━━━━━ SUPPLIED PASSAGE ━━━━━

# Kayak fishing on Lake Lanier



## djfyiintheoutdoors (Jun 19, 2017)

Hi, kind of new to this forum but long time reader of GON.

Wanted to see if anyone had advice on where to put in for some kayak fishing for spots on Lanier.  Not trying to paddle all day, so location is key.  Not very familiar with the Lake and never kayak fished it.  Was thinking about putting in at West Bank Public Use area near Buford Dam and fishing up to Sawnee campground area. 

Thanks for any advice or tips!


----------



## GAGE (Jun 19, 2017)

Tidwell and Vanns Tavern where  my favorite when I was fishing more often.  I caught a lot of stripers and bass from both these areas.


----------



## Coenen (Jun 19, 2017)

djfyiintheoutdoors said:


> Hi, kind of new to this forum but long time reader of GON.
> 
> Wanted to see if anyone had advice on where to put in for some kayak fishing for spots on Lanier.  Not trying to paddle all day, so location is key.  Not very familiar with the Lake and never kayak fished it.  Was thinking about putting in at West Bank Public Use area near Buford Dam and fishing up to Sawnee campground area.
> 
> Thanks for any advice or tips!


East Bank is probably better than West Bank right now. If you're going to be in that area I can only assume you're either planning on fishing weekdays, or suuuper early on a weekend. I've got a pretty capable 'yak, and you couldn't pay me to be in that area on the weekend after about 10am with the sort of traffic it sees.

The summer fish will fall in to pretty predictable pattern. You should be able to put in on any of the major creeks and see success fishing the same basic approach just about anywhere on the lake.


----------



## djfyiintheoutdoors (Jun 19, 2017)

Coenen said:


> East Bank is probably better than West Bank right now. If you're going to be in that area I can only assume you're either planning on fishing weekdays, or suuuper early on a weekend. I've got a pretty capable 'yak, and you couldn't pay me to be in that area on the weekend after about 10am with the sort of traffic it sees.
> 
> The summer fish will fall in to pretty predictable pattern. You should be able to put in on any of the major creeks and see success fishing the same basic approach just about anywhere on the lake.



Thanks man, yeah, super early on a weekday for sure.   I'm guessing that there is no such thing as a "calm" cove or area for fishing during the summer.  Any suggestions for tackle?  Was planning on doing some dropshotting with a worm or topwater with a Sexy Dawg if I see em busting.  Also got a few spybaits that have worked well for me on Carters lately.  Thanks again.


----------



## sasmojoe (Jun 19, 2017)

━━━━━

- [SET TASK 1]:
Can you repeat the rows word for word, from the line with "For the scouting tally, point out every instance of the forehead" through the end of the rows?
The kayak fishing thread and the rows that follow it come from unrelated sources.

━━━━━ GIVEN INFORMATION ━━━━━

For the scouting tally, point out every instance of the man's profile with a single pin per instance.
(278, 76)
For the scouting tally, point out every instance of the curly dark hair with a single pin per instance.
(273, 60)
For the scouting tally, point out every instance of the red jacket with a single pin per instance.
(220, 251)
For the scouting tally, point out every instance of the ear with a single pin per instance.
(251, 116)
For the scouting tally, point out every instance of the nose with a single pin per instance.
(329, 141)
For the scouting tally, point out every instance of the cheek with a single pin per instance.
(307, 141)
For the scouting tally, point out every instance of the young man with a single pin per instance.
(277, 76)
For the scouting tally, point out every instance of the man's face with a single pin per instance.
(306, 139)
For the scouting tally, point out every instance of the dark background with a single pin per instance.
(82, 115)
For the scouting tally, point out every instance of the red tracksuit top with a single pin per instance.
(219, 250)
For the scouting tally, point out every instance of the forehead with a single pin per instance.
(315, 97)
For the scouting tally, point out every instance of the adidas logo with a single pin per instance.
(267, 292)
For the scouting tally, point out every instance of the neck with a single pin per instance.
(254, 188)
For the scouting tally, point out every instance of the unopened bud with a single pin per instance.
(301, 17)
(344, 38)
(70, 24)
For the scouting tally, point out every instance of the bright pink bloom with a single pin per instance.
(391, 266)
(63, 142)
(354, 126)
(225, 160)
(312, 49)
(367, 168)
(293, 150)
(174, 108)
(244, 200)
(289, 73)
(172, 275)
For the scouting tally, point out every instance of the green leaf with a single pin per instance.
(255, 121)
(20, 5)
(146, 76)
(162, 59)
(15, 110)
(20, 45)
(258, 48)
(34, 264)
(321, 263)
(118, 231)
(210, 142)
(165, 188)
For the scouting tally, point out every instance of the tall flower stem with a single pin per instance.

━━━━━

- [SET TASK 2]:
Could you rewrite the kayak fishing thread from "Tidwell and Vanns" up to and including "Coenen (Jun 19, 2017)", with "stripers" replaced by "catfish"?

- [SOLUTION 1]:
For the scouting tally, point out every instance of the forehead with a single pin per instance.
(315, 97)
For the scouting tally, point out every instance of the adidas logo with a single pin per instance.
(267, 292)
For the scouting tally, point out every instance of the neck with a single pin per instance.
(254, 188)
For the scouting tally, point out every instance of the unopened bud with a single pin per instance.
(301, 17)
(344, 38)
(70, 24)
For the scouting tally, point out every instance of the bright pink bloom with a single pin per instance.
(391, 266)
(63, 142)
(354, 126)
(225, 160)
(312, 49)
(367, 168)
(293, 150)
(174, 108)
(244, 200)
(289, 73)
(172, 275)
For the scouting tally, point out every instance of the green leaf with a single pin per instance.
(255, 121)
(20, 5)
(146, 76)
(162, 59)
(15, 110)
(20, 45)
(258, 48)
(34, 264)
(321, 263)
(118, 231)
(210, 142)
(165, 188)
For the scouting tally, point out every instance of the tall flower stem with a single pin per instance.

- [SOLUTION 2]:
Tidwell and Vanns Tavern where  my favorite when I was fishing more often.  I caught a lot of catfish and bass from both these areas.


----------



## Coenen (Jun 19, 2017)